--- Start of Input rows ---

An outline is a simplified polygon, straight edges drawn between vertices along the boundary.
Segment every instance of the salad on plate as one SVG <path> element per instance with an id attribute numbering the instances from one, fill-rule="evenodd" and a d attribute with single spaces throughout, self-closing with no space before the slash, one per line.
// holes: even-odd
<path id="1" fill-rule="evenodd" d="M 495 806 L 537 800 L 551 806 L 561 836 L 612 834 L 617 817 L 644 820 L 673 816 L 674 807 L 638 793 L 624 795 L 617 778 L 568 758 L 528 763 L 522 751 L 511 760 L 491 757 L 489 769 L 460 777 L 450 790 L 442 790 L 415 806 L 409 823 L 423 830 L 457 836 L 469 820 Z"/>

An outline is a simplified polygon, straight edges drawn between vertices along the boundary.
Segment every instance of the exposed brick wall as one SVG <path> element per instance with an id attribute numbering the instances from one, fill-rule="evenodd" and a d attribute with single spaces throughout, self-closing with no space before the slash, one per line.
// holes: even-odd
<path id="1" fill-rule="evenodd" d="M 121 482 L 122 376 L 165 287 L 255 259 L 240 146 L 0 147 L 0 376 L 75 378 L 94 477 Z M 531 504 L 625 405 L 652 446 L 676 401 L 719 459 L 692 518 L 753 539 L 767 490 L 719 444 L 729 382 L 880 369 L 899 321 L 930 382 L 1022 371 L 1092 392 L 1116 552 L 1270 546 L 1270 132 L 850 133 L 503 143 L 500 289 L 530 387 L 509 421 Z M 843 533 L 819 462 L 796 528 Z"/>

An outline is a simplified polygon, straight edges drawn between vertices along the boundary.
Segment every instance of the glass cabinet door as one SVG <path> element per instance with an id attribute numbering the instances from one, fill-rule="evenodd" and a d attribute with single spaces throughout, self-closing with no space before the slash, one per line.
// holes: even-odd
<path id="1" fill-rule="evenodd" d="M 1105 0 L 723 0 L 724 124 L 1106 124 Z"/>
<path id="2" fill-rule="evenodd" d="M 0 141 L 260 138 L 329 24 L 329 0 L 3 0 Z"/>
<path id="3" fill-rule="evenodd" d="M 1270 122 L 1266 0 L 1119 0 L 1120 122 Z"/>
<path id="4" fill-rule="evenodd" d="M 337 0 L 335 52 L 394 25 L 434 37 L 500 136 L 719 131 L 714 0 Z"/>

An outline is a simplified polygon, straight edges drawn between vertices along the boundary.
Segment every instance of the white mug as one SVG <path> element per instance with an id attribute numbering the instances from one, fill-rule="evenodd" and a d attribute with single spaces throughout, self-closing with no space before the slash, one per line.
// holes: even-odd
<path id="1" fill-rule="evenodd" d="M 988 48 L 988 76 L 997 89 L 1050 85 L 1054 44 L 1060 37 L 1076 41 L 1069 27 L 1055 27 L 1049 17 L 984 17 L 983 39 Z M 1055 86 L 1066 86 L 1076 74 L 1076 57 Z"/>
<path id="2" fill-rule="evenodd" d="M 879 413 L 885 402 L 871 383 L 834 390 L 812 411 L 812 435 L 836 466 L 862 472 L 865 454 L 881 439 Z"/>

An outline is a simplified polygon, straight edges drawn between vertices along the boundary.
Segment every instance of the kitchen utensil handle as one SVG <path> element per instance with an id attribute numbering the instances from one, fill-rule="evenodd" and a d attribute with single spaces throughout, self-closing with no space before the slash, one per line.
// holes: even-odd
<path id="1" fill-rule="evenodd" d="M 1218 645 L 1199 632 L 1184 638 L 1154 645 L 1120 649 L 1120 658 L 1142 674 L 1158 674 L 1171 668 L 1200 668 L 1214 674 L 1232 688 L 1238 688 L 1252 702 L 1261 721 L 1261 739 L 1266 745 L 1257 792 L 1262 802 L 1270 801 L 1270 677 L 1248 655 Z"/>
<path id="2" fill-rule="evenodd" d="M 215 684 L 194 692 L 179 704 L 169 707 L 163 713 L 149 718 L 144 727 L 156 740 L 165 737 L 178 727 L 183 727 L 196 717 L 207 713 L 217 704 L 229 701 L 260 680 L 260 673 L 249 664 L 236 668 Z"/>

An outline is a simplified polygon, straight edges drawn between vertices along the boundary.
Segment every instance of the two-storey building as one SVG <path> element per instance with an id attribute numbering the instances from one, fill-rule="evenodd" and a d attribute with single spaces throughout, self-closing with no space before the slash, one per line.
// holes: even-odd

--- End of Input rows ---

§ Stated task
Copy the whole listing above line for line, with no changes.

§ Correct output
An outline is a simplified polygon, straight edges drawn between vertices along the boundary.
Segment every instance of the salad on plate as one SVG <path> element per instance with an id attribute numbering the instances from one, fill-rule="evenodd" and a d attribute with single spaces throughout, self-closing with no space before the slash, one per line.
// holes: even-odd
<path id="1" fill-rule="evenodd" d="M 495 806 L 537 800 L 551 806 L 561 836 L 612 834 L 617 817 L 644 820 L 673 816 L 674 807 L 638 793 L 624 795 L 617 778 L 568 758 L 528 763 L 522 751 L 511 760 L 491 757 L 489 769 L 460 777 L 450 790 L 442 790 L 415 806 L 409 823 L 423 830 L 457 836 L 469 820 Z"/>

An outline is a simplified polygon, straight edges drawn between vertices along the boundary.
Segment every instance of the exposed brick wall as one SVG <path> element per instance with an id attribute numbering the instances from one, fill-rule="evenodd" and a d attribute with single spaces throughout, self-closing with no space before the slash, one per line.
// holes: even-odd
<path id="1" fill-rule="evenodd" d="M 121 482 L 122 376 L 165 287 L 255 259 L 240 146 L 0 147 L 0 376 L 75 378 L 94 477 Z M 531 504 L 625 405 L 652 446 L 676 401 L 719 459 L 692 518 L 753 539 L 767 490 L 719 444 L 729 382 L 880 369 L 899 321 L 930 382 L 1022 371 L 1092 392 L 1116 552 L 1270 546 L 1270 132 L 850 133 L 503 143 L 500 289 L 530 387 L 509 421 Z M 843 533 L 819 462 L 796 528 Z"/>

An outline is a simplified polygon, straight edges drawn between vertices along the boundary.
Segment every instance of the glass cabinet door as one SVG <path> element per instance with an id attribute numbering the instances from one, fill-rule="evenodd" and a d attribute with single spaces throughout, self-closing with no space before the slash, one per line.
// holes: even-odd
<path id="1" fill-rule="evenodd" d="M 1105 0 L 723 0 L 724 124 L 1106 124 Z"/>
<path id="2" fill-rule="evenodd" d="M 0 141 L 260 138 L 329 24 L 329 0 L 3 0 Z"/>
<path id="3" fill-rule="evenodd" d="M 1270 122 L 1266 0 L 1119 0 L 1120 122 Z"/>
<path id="4" fill-rule="evenodd" d="M 337 0 L 335 52 L 394 25 L 434 37 L 500 136 L 719 131 L 714 0 Z"/>

An outline is a simplified polygon, straight edges drawn between vertices along the boundary.
Segment every instance of the white mug as one SVG <path> element per instance with an id attribute numbering the instances from one, fill-rule="evenodd" and a d attribute with single spaces throughout, self-closing with no space before the slash, one per line.
// holes: even-odd
<path id="1" fill-rule="evenodd" d="M 988 48 L 988 76 L 997 89 L 1050 85 L 1054 44 L 1060 37 L 1076 41 L 1069 27 L 1055 27 L 1049 17 L 984 17 L 983 39 Z M 1055 86 L 1066 86 L 1076 74 L 1076 57 Z"/>
<path id="2" fill-rule="evenodd" d="M 879 413 L 885 402 L 871 383 L 834 390 L 812 411 L 812 435 L 836 466 L 862 472 L 865 454 L 881 439 Z"/>

An outline is a simplified polygon, straight edges drawn between vertices along the boundary.
Segment every instance of the kitchen utensil handle as one SVG <path> element per instance with an id attribute numbering the instances from one, fill-rule="evenodd" and a d attribute with single spaces throughout, self-closing with no space before the slash, one per line.
// holes: even-odd
<path id="1" fill-rule="evenodd" d="M 1218 645 L 1199 632 L 1184 638 L 1154 645 L 1120 649 L 1120 658 L 1142 674 L 1158 674 L 1171 668 L 1200 668 L 1214 674 L 1232 688 L 1238 688 L 1252 702 L 1261 721 L 1261 739 L 1266 745 L 1257 792 L 1262 802 L 1270 801 L 1270 677 L 1248 655 Z"/>
<path id="2" fill-rule="evenodd" d="M 215 684 L 194 692 L 179 704 L 169 707 L 163 713 L 149 718 L 144 727 L 156 740 L 165 737 L 178 727 L 183 727 L 196 717 L 207 713 L 217 704 L 229 701 L 260 680 L 260 673 L 249 664 L 236 668 Z"/>

An outline is a simplified polygon, straight edges drawn between vertices along the boundary.
Segment every instance of the two-storey building as one SVG <path> element per instance with an id attribute numbering the instances from one, fill-rule="evenodd" and a d attribute with single spaces throughout, self-closing with no space before the slash, one per line.
// holes: even-odd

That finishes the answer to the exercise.